* **Tasks and exercises**:
1) List the four topics Paul Murskov proposes to discuss in the cold email discussion below.
2) Reproduce the passage of the cold email discussion below that starts at "What has worked" and ends at "do without it.".
3) In the cold email discussion below, how many emails does Lisa plan for the marketing team's series to qualify and nurture leads?

Email Marketing · Cold calling

Cold email best practices and best examples?

Lisa Falcone

December 14th, 2015

Hi there,

We are evaluating purchasing cold lead lists and engaging them with a series of emails, sent from the MARKETING team, not the SALES team.  What are some best practices for sending out cold emails from the marketing team?  The idea being that, our first set of emails will be sent from marketing in order to qualify and nurture our leads with a series of 5-7 emails.  After that, if they are qualified, the sales reps will jump in with emails further qualifying them and setting up demos.

What has worked best for you when it comes to cold email nurturing?  are there examples that you could share?

Thank so much,
Lisa

Paul Murskov

December 14th, 2015

Hi Lisa! 

Checked out the website and love what you guys do. HireKeep uses Zapier currently for integrating various platforms and CRM's and I couldn't do without it.

From my experience, cold leads lists have failed time and time again so I am not a big proponent but I want to put something behind my opinion. My inbox currently has about 250 unprocessed emails and that sucks! Getting others that come out of nowhere as a solicitation because my email is public would actually piss me off. No one wants to see e-mail in their inbox from companies and even people whom they did not request.

Let's talk actual rewards, risks, challenges and solutions:

The biggest reward (if you want to call it that) is that you can blast tens of thousands of "potential clients" and get into their inbox. But their actions thereafter are completely out of your control and could lead to some seriously detrimental outcomes.

The biggest risk and detrimental outcome here is your domain being flagged (as people mark your emails as spam) and all emails then start being sent to the spam folder. More info on that here: http://www.entrepreneur.com/article/243399. This would also mean your sales team and others could potentially not reach even intended prospects. Be very careful there. It has hurt many companies because your domain rank is crucial.

[Object location annotation data]
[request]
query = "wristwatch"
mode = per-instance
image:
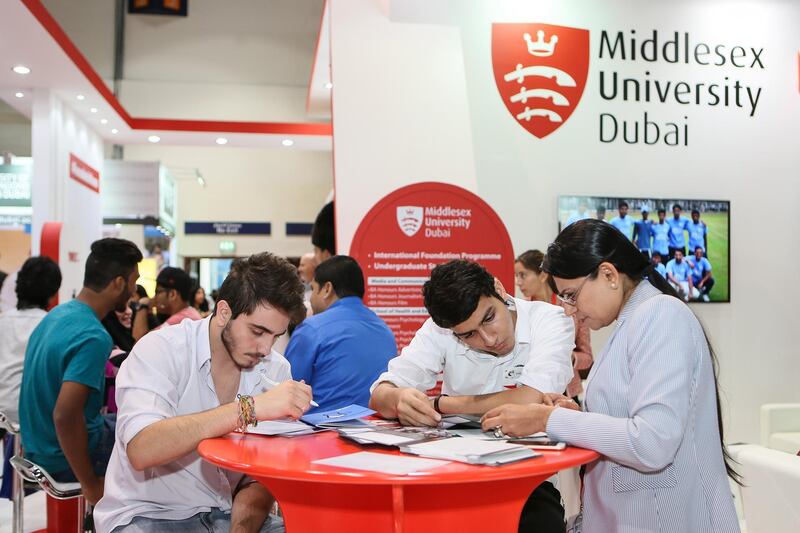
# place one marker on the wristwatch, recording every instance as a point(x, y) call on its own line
point(436, 403)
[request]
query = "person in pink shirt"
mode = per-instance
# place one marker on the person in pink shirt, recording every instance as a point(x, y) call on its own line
point(172, 298)
point(532, 283)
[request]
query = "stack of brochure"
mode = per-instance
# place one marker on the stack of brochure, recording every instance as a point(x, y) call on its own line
point(472, 451)
point(350, 416)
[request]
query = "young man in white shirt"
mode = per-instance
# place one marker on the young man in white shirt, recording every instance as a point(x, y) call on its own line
point(194, 381)
point(489, 352)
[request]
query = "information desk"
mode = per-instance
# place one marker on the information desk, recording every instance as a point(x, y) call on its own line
point(316, 498)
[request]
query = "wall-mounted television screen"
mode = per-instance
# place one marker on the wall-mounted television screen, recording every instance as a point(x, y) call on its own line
point(688, 240)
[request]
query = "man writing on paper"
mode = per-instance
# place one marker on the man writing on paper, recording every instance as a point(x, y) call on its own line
point(197, 380)
point(490, 352)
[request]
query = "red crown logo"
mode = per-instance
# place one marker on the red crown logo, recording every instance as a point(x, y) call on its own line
point(540, 86)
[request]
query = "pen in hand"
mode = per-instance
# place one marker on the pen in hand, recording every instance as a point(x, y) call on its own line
point(275, 384)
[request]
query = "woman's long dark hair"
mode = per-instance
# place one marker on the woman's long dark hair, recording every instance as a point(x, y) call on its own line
point(579, 250)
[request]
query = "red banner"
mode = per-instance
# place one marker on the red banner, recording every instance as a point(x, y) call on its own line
point(84, 174)
point(413, 229)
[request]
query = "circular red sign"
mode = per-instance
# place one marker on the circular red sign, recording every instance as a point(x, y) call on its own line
point(413, 229)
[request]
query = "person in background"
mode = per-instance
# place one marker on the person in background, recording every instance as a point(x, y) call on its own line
point(581, 214)
point(701, 273)
point(679, 274)
point(196, 380)
point(600, 214)
point(643, 233)
point(658, 266)
point(343, 348)
point(652, 410)
point(677, 226)
point(698, 233)
point(63, 378)
point(200, 302)
point(323, 234)
point(623, 222)
point(660, 231)
point(532, 283)
point(36, 283)
point(489, 351)
point(173, 294)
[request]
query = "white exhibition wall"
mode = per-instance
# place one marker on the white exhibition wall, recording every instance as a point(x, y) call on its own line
point(243, 185)
point(58, 136)
point(415, 99)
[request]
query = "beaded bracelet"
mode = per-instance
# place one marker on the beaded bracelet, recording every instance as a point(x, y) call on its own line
point(247, 412)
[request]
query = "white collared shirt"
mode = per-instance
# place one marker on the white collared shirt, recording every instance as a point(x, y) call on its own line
point(541, 359)
point(168, 374)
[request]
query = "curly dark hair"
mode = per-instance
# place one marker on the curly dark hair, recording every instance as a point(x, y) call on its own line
point(110, 258)
point(454, 290)
point(37, 282)
point(263, 279)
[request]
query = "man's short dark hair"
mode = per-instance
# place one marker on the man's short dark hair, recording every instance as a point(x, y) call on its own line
point(37, 282)
point(263, 279)
point(178, 279)
point(109, 259)
point(323, 234)
point(454, 290)
point(344, 274)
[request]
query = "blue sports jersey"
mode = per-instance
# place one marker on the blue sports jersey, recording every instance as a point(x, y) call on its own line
point(575, 216)
point(681, 271)
point(625, 225)
point(660, 238)
point(644, 233)
point(697, 233)
point(676, 228)
point(699, 268)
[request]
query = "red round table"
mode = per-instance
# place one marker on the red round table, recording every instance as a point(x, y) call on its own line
point(318, 498)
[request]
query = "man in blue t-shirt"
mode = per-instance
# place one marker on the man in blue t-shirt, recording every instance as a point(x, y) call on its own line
point(643, 233)
point(623, 222)
point(343, 348)
point(698, 233)
point(679, 274)
point(658, 265)
point(63, 377)
point(581, 214)
point(701, 273)
point(677, 225)
point(660, 231)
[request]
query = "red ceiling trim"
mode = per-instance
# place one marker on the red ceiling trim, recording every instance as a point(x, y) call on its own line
point(44, 17)
point(288, 128)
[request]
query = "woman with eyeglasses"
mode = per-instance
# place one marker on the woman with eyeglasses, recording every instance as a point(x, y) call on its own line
point(533, 285)
point(651, 407)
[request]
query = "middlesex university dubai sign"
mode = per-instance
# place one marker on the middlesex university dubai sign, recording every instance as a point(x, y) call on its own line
point(541, 70)
point(410, 231)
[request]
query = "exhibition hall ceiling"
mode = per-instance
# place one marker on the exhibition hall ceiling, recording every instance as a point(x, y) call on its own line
point(31, 36)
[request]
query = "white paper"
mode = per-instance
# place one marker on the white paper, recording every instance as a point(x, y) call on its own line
point(387, 439)
point(279, 427)
point(380, 462)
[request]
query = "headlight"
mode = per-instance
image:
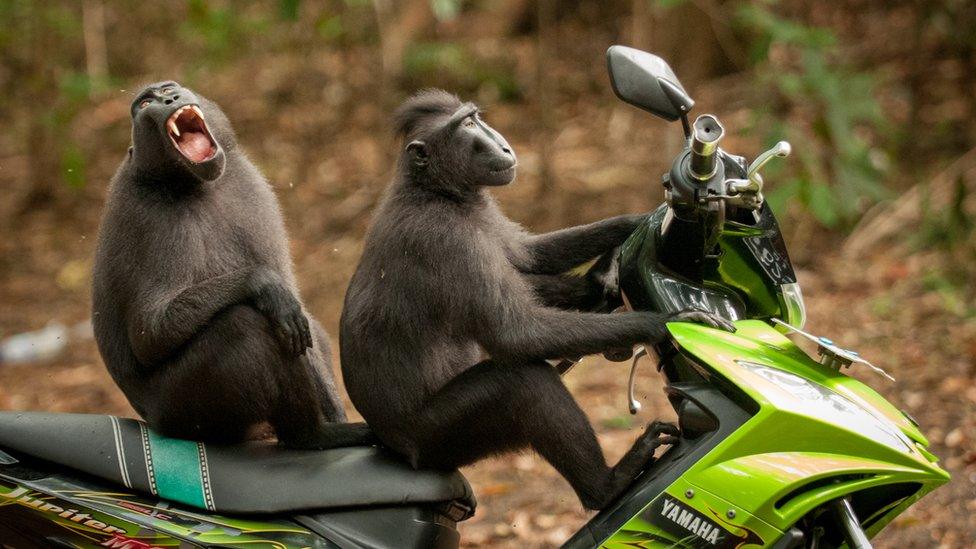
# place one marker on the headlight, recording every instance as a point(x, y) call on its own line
point(812, 399)
point(791, 304)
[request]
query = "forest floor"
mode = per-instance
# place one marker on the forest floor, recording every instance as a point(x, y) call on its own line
point(880, 305)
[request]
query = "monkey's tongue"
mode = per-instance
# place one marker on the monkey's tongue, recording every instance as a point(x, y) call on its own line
point(195, 146)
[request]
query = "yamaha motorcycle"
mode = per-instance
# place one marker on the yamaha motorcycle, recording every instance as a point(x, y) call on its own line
point(778, 448)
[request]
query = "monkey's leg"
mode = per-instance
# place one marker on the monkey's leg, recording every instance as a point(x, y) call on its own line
point(493, 407)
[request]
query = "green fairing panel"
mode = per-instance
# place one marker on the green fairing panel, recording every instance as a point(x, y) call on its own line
point(122, 516)
point(733, 285)
point(782, 448)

* **Answers given**:
1) rewards, risks, challenges, solutions

2)
What has worked best for you when it comes to cold email nurturing?  are there examples that you could share?

Thank so much,
Lisa

Paul Murskov

December 14th, 2015

Hi Lisa! 

Checked out the website and love what you guys do. HireKeep uses Zapier currently for integrating various platforms and CRM's and I couldn't do without it.

3) A series of 5-7 emails.